=== Problem to work on ===
Print the lines of the listing below word for word, from its first line through the line containing "[[901,585],[898,426],[877,386],[714,392],[714,588]]", with both ends included.

=== Excerpt from a data file ===
Begin
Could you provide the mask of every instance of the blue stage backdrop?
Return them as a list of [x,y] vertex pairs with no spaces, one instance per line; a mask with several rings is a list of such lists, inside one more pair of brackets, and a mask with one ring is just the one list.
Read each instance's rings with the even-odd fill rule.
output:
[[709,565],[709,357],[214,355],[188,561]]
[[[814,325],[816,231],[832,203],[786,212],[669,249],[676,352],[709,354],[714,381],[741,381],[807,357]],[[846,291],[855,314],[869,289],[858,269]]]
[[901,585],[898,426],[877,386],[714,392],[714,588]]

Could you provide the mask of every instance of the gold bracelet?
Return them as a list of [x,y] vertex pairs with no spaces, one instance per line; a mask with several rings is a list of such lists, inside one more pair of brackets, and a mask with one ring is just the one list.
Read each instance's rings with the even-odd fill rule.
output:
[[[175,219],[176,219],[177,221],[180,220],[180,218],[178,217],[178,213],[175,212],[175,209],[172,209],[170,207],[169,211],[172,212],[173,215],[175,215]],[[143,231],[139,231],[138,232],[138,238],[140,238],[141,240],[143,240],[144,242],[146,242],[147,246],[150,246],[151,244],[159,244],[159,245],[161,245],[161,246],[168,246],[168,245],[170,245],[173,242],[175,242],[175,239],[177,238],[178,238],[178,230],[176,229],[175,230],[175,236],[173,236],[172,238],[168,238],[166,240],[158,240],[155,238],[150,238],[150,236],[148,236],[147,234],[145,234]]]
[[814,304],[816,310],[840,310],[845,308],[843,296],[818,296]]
End
=== Problem solution ===
Could you provide the mask of every instance of the blue stage backdrop?
Return them as a list of [x,y] vertex pairs with no spaces, one instance per line; a mask with several rings is a list of such lists, inside one more pair of brackets, and a mask with one ring is just the one list.
Read each instance's rings with the even-odd fill rule.
output:
[[709,565],[709,357],[214,355],[188,561]]
[[[814,325],[816,231],[832,203],[786,212],[669,249],[676,352],[709,354],[714,381],[741,381],[807,357]],[[846,291],[855,314],[869,289],[858,269]]]
[[901,585],[898,426],[877,386],[714,392],[714,588]]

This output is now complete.